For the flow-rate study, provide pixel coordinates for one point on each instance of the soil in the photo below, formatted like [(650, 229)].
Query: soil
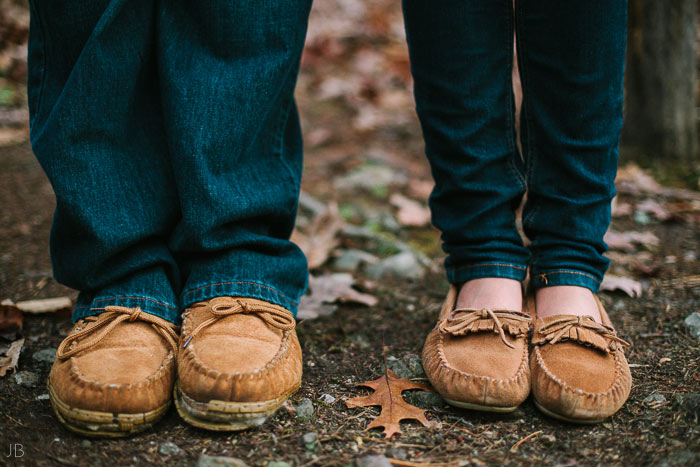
[(347, 347)]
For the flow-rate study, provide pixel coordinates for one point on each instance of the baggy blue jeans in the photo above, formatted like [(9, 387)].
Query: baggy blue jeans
[(571, 60), (169, 132)]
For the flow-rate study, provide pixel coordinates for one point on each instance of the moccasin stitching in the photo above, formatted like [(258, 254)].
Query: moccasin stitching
[(617, 381), (79, 377), (198, 365), (445, 364)]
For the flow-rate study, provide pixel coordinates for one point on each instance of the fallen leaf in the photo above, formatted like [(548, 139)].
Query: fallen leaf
[(387, 394), (10, 322), (328, 289), (10, 357), (634, 180), (411, 213), (320, 237), (654, 207), (629, 286), (45, 305), (626, 241)]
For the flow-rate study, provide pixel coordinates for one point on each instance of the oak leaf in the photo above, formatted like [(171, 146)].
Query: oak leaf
[(387, 394)]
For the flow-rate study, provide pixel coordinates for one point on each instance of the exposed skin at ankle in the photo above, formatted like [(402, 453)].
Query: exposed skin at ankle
[(566, 300), (496, 293)]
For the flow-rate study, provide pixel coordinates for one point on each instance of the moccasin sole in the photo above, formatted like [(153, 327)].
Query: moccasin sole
[(481, 408), (579, 421), (226, 416), (103, 424)]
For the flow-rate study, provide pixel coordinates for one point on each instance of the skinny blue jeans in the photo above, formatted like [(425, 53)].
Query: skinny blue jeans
[(571, 60), (169, 132)]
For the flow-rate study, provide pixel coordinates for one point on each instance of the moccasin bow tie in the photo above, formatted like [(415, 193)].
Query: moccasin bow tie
[(276, 317), (580, 328), (112, 316), (464, 320)]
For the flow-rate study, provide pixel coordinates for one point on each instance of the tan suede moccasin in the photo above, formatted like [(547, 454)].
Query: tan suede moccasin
[(579, 371), (239, 361), (478, 359), (114, 373)]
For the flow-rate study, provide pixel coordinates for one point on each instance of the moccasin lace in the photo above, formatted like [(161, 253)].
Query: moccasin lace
[(463, 320), (276, 317), (112, 316), (561, 329)]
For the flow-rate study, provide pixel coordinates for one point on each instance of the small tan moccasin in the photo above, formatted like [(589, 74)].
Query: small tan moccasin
[(239, 361), (579, 370), (478, 359), (114, 373)]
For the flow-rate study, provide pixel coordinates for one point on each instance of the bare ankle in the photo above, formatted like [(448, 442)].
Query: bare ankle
[(497, 293)]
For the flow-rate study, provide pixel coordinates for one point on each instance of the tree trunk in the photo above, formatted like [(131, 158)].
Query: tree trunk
[(660, 80)]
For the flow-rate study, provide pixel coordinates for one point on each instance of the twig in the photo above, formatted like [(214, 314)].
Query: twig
[(401, 463), (530, 436)]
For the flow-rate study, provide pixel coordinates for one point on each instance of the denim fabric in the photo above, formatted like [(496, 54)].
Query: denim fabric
[(170, 135), (571, 58)]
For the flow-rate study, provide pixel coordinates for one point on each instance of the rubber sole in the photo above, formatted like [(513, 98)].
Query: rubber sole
[(103, 424), (223, 415), (578, 421), (481, 408)]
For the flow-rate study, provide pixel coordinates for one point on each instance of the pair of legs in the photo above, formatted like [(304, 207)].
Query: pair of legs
[(175, 155), (571, 57), (169, 132)]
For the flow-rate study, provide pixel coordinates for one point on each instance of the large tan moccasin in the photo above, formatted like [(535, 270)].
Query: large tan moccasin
[(239, 361), (478, 359), (114, 373), (579, 370)]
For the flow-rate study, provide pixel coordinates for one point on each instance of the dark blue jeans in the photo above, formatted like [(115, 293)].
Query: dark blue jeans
[(169, 132), (571, 59)]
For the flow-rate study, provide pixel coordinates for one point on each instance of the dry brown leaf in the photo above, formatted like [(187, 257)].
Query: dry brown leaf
[(10, 357), (627, 241), (629, 286), (11, 319), (659, 211), (411, 213), (387, 394), (45, 305), (328, 289), (320, 237)]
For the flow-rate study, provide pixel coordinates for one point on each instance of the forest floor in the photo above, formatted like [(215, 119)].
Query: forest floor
[(364, 155)]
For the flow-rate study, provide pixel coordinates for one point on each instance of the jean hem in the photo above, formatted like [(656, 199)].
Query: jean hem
[(540, 279), (147, 304), (461, 274), (240, 288)]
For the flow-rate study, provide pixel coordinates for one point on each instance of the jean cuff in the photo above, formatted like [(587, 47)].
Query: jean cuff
[(460, 274), (239, 288), (551, 278), (94, 306)]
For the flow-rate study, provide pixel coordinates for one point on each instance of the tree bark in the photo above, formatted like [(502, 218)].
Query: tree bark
[(660, 81)]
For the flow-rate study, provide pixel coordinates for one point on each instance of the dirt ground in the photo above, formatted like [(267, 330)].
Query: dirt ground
[(357, 112)]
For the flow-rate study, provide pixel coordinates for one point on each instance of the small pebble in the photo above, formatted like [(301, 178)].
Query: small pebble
[(26, 378), (692, 323), (309, 438), (169, 449), (304, 409), (45, 355), (327, 398), (373, 461), (219, 461)]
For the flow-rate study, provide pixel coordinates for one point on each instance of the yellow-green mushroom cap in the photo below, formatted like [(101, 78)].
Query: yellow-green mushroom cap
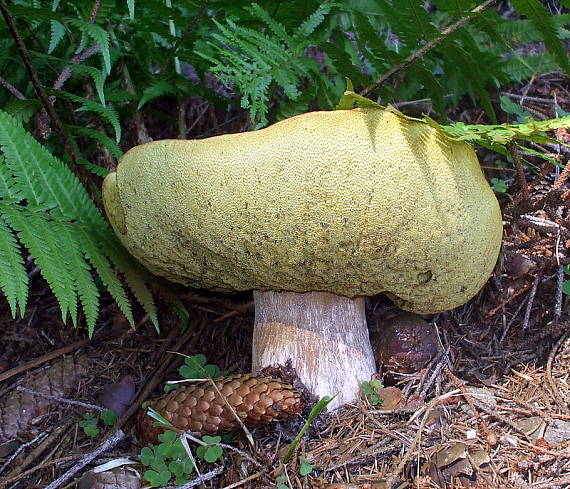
[(352, 202)]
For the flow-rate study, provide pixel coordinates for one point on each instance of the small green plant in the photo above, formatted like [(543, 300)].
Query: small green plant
[(211, 452), (195, 367), (167, 461), (306, 467), (282, 482), (170, 462), (90, 423), (369, 391)]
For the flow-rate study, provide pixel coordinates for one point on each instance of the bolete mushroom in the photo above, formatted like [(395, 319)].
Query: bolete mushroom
[(314, 213)]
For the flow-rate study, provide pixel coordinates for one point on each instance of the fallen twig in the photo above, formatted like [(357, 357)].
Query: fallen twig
[(109, 443)]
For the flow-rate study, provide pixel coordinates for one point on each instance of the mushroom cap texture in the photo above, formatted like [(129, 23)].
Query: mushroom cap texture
[(353, 202)]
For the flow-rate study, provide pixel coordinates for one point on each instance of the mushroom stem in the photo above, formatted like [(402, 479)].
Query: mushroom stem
[(324, 335)]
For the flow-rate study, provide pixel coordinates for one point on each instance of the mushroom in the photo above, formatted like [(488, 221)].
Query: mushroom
[(313, 214)]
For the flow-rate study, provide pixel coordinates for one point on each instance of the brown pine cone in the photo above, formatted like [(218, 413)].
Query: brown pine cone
[(198, 407)]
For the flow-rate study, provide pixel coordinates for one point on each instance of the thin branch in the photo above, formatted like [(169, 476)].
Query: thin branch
[(62, 400), (200, 480), (514, 150), (39, 88), (12, 89), (428, 47), (109, 443)]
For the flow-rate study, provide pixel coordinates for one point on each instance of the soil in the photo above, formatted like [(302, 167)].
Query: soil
[(490, 410)]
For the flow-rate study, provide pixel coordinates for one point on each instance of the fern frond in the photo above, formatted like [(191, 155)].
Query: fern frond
[(99, 35), (8, 189), (13, 277), (41, 237), (253, 60), (536, 12), (156, 89), (313, 21), (83, 281), (42, 179), (105, 140), (106, 112)]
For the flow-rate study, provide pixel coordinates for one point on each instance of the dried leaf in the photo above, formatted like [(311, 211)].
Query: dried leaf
[(18, 409), (449, 455)]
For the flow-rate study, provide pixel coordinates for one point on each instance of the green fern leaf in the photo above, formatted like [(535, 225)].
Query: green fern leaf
[(46, 182), (83, 280), (57, 34), (13, 277), (8, 188), (134, 274), (40, 236), (99, 35), (156, 89), (107, 113), (313, 21), (541, 18), (90, 244), (277, 28), (97, 75), (105, 140), (131, 6)]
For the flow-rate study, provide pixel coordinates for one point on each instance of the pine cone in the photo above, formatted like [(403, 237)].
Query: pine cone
[(199, 408)]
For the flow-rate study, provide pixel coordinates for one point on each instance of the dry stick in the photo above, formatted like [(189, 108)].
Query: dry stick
[(426, 410), (20, 449), (200, 480), (62, 400), (44, 358), (156, 378), (12, 89), (530, 302), (32, 458), (428, 47), (109, 443), (40, 90), (514, 150), (550, 380), (8, 482)]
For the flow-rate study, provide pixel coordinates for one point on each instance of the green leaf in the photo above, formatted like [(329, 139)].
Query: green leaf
[(158, 417), (213, 453), (168, 436), (543, 21), (147, 456), (99, 35), (156, 89), (108, 113), (13, 276), (499, 185), (109, 417), (57, 34), (131, 6)]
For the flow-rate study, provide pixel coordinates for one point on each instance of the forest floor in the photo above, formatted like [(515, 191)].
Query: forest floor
[(491, 409)]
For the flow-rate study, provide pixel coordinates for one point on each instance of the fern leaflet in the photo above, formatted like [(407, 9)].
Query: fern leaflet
[(13, 277)]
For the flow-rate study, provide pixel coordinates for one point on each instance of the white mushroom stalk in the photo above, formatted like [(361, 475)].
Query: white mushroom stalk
[(323, 335), (319, 210)]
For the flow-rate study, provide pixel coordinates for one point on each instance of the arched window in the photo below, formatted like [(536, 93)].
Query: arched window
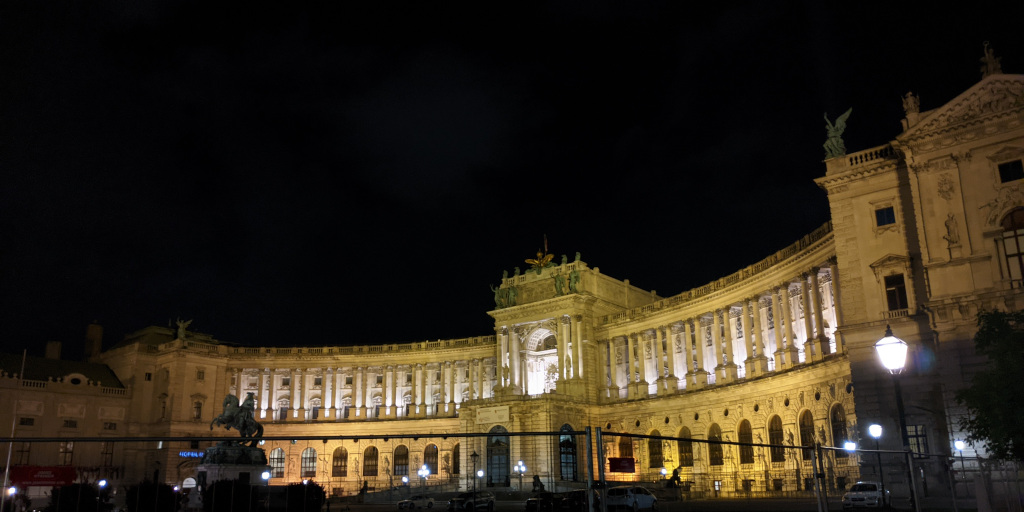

WORK ORDER:
Starting from the records above, filter out all lines except those containing the word "below".

EXERCISE ANSWER:
For the flow-rate study, provide pixel coordinates for one point on each instance of the soil in the photo below, formatted like [(650, 229)].
For the flow-rate study, provide pixel coordinates for one point on each instance of the yellow-green mushroom cap in the photo below, formatted like [(101, 78)].
For the flow-rate study, provide pixel coordinates for one point on each instance of the arched window in the photo below, formatted like [(536, 93)].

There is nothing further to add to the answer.